We Need to Talk about Phosphorus

MeatMartin Rowe

When the scattered human communities of the twenty-second century tell their various stories about just how badly we screwed up the planet in the previous century, alongside the emergence of factory farming, deforestation, biodiversity loss, and our failure to move on from our addiction to “cheap” energy from fossil fuels, they might reflect on the use and abuse of one mineral: phosphorus.

Phosphorus, as the Pennsylvania Nutrient Management Program dryly puts it, “is an essential element for plant and animal growth,” and mainly used in fertilizers. The site goes on to state that once the element runs off the land into the waterways it (along with the nitrogen in the fertilizer) is responsible for eutrophication, which, observes the site with admirable sangfroid, causes “increased growth of undesirable algae and aquatic weeds, as well as oxygen shortages resulting from their die-off and decomposition,” restricting “water use for fisheries, recreation, industry, and drinking.” These are the “dead zones” where no aquatic life exists and bacterial infestations make water poisonous for everyone.

The website goes on to describe how best to apply phosphorus to avoid run-off and eutrophication. However, noticeably absent from this site geared to farmers is the  fact that phosphorus is a finite resource, of which ninety percent is only available in five countries: Morocco, China, South Africa, Jordan, and the United States. The U.S. imports most of its phosphorus, since it has only 25 years’ supply left. As Renee Cho of the Earth Institute of Columbia University notes,  “Morocco . . . controls up to 85 percent of the remaining phosphate rock reserves. However, many of Morocco’s mines are located in Western Sahara, which Morocco has occupied against international law. Despite the prevalence of phosphorus on earth, only a small percentage of it can be mined because of physical, economic, energy or legal constraints.” She continues:

With a world population that is projected to reach 9 billion by 2050 and require 70 percent more food than we produce today, and a growing global middle class that is consuming more meat and dairy, phosphorus is crucial to global food security. Yet, there are no international organizations or regulations that manage global phosphorus resources. Since global demand for phosphorus rises about 3 percent each year (and may increase as the global middle class grows and consumes more meat), our ability to feed humanity will depend upon how we manage our phosphorus resources.
○ ○ ○ ○
- _Instructions_
1: According to the phosphorus essay, how many years' supply of phosphorus does the U.S. have left?
2: Please rewrite the stretch of the phosphorus essay from "With a world" through "our phosphorus resources.", putting "food supply" in place of "food security".

[Point-per-instance location data]
○ ○ ○ ○
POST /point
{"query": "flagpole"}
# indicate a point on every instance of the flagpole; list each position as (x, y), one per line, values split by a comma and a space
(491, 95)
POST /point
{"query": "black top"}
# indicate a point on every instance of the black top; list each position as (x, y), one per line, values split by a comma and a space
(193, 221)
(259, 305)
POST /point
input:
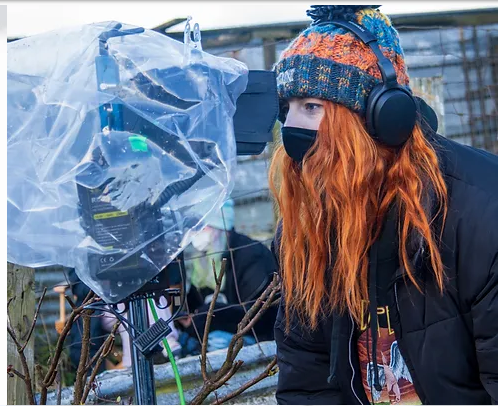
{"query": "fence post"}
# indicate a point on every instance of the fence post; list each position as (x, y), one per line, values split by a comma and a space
(21, 288)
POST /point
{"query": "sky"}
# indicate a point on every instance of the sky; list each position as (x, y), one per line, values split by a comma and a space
(30, 18)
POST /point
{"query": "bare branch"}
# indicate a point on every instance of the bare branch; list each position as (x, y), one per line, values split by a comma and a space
(106, 348)
(24, 363)
(11, 371)
(269, 370)
(33, 323)
(79, 382)
(101, 349)
(209, 317)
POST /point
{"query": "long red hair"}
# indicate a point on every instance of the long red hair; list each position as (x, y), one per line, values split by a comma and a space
(332, 209)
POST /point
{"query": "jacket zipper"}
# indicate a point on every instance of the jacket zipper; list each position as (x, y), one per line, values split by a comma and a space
(350, 362)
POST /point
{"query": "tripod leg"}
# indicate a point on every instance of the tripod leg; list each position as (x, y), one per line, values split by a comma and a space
(143, 368)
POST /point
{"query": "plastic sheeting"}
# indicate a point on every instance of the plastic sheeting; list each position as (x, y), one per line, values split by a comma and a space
(119, 147)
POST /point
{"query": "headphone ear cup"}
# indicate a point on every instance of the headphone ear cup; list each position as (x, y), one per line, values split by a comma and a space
(370, 110)
(393, 116)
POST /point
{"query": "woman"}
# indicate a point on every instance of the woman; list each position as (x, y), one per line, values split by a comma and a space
(388, 252)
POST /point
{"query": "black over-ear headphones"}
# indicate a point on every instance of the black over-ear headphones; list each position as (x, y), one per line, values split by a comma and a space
(391, 111)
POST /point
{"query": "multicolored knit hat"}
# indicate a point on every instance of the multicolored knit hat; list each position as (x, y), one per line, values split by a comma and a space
(329, 62)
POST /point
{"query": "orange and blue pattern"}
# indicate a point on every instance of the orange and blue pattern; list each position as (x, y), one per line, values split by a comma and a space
(329, 62)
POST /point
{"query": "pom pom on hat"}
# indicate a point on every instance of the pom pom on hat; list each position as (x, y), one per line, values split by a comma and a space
(329, 62)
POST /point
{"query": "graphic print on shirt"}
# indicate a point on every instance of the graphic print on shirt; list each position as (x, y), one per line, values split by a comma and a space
(394, 376)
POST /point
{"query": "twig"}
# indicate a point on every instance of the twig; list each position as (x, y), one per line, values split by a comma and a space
(11, 371)
(101, 349)
(105, 349)
(79, 382)
(267, 372)
(50, 375)
(59, 385)
(24, 363)
(34, 319)
(209, 316)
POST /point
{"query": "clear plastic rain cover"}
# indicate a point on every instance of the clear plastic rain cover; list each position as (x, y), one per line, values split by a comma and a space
(120, 144)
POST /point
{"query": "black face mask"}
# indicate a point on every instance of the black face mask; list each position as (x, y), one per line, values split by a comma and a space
(297, 141)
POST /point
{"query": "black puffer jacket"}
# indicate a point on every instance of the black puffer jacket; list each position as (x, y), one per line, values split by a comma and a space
(449, 341)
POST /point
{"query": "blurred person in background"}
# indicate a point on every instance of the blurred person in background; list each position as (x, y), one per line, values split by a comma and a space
(249, 271)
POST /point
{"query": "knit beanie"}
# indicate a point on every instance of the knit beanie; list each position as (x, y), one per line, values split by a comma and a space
(329, 62)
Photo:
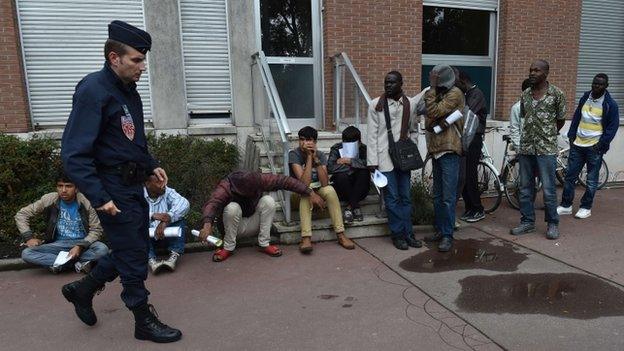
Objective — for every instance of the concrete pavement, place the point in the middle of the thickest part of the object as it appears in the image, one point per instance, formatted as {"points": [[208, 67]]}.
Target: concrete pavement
{"points": [[493, 292]]}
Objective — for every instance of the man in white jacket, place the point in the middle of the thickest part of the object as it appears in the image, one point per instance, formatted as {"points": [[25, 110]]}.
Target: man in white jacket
{"points": [[397, 192]]}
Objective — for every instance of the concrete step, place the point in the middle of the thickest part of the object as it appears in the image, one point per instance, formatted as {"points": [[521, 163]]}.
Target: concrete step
{"points": [[322, 230]]}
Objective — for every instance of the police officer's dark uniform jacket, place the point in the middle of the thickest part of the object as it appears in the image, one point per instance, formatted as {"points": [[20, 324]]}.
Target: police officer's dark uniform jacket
{"points": [[104, 151]]}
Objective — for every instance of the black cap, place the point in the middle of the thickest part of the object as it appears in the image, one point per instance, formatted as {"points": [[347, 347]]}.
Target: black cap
{"points": [[130, 35]]}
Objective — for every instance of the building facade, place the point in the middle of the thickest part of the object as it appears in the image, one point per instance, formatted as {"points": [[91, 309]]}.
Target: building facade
{"points": [[200, 78]]}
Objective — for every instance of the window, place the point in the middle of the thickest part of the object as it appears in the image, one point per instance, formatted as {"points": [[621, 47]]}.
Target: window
{"points": [[463, 38], [448, 31]]}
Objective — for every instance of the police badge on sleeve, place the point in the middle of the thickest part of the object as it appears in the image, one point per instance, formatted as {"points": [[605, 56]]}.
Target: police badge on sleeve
{"points": [[127, 124]]}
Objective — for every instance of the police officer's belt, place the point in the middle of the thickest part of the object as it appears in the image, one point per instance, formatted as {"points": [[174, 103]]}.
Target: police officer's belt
{"points": [[130, 172]]}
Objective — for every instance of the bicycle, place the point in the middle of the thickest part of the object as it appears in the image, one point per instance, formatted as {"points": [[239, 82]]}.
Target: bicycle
{"points": [[488, 179], [562, 165]]}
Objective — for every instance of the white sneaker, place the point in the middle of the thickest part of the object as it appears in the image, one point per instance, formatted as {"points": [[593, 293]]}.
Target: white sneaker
{"points": [[154, 265], [583, 213], [564, 210], [171, 261], [83, 268]]}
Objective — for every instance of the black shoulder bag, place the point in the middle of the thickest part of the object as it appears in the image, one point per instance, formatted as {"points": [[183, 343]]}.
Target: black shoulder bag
{"points": [[403, 153]]}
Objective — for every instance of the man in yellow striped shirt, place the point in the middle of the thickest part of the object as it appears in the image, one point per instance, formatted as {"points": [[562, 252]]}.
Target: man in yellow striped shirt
{"points": [[593, 127]]}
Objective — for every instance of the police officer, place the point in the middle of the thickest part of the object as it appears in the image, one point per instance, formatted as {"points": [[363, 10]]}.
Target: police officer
{"points": [[104, 151]]}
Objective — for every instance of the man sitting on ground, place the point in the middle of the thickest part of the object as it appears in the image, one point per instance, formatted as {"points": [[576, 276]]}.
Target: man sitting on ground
{"points": [[246, 210], [72, 225], [167, 209], [310, 166], [350, 175]]}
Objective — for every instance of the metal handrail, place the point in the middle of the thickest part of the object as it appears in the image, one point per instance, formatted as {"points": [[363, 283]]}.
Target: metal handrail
{"points": [[279, 115], [342, 62], [272, 93]]}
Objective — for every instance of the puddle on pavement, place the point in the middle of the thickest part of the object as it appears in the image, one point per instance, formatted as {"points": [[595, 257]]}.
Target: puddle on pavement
{"points": [[490, 254], [566, 295]]}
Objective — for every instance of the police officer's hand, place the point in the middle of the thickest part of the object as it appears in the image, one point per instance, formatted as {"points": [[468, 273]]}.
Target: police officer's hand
{"points": [[33, 242], [163, 217], [160, 230], [316, 200], [162, 177], [205, 231], [75, 252], [109, 208]]}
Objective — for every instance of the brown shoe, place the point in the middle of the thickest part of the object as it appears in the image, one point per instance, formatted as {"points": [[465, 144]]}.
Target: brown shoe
{"points": [[345, 242], [306, 245]]}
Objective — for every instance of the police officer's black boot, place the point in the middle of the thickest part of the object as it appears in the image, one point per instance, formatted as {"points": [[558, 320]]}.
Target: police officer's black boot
{"points": [[148, 327], [81, 293]]}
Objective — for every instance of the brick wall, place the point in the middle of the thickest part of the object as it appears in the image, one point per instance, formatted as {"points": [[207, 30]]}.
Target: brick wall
{"points": [[378, 37], [537, 29], [14, 115]]}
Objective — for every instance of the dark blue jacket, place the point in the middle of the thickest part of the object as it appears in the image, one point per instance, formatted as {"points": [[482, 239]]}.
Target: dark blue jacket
{"points": [[610, 121], [99, 132]]}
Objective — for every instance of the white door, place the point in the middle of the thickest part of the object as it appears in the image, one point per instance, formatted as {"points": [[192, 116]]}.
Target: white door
{"points": [[290, 36]]}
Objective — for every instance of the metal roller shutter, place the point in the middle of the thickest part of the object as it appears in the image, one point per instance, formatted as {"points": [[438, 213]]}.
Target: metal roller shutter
{"points": [[601, 48], [489, 5], [62, 41], [206, 56]]}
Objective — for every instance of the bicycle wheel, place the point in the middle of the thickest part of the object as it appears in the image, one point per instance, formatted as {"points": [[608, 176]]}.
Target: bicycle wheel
{"points": [[562, 166], [427, 174], [603, 176], [488, 186], [511, 182]]}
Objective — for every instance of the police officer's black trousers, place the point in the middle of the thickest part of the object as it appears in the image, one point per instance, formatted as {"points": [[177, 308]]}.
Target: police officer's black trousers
{"points": [[127, 233]]}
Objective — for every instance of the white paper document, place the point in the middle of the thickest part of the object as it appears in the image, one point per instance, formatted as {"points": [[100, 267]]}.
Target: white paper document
{"points": [[349, 150], [62, 258], [452, 118], [170, 232]]}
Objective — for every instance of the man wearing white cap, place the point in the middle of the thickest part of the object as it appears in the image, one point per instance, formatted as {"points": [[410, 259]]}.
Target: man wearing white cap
{"points": [[445, 145]]}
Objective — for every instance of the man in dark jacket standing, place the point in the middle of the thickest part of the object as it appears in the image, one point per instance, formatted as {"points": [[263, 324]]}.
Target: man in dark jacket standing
{"points": [[475, 100], [104, 151], [595, 122]]}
○ ○ ○ ○
- _Set of answers_
1: 25 years

2:
With a world population that is projected to reach 9 billion by 2050 and require 70 percent more food than we produce today, and a growing global middle class that is consuming more meat and dairy, phosphorus is crucial to global food supply. Yet, there are no international organizations or regulations that manage global phosphorus resources. Since global demand for phosphorus rises about 3 percent each year (and may increase as the global middle class grows and consumes more meat), our ability to feed humanity will depend upon how we manage our phosphorus resources.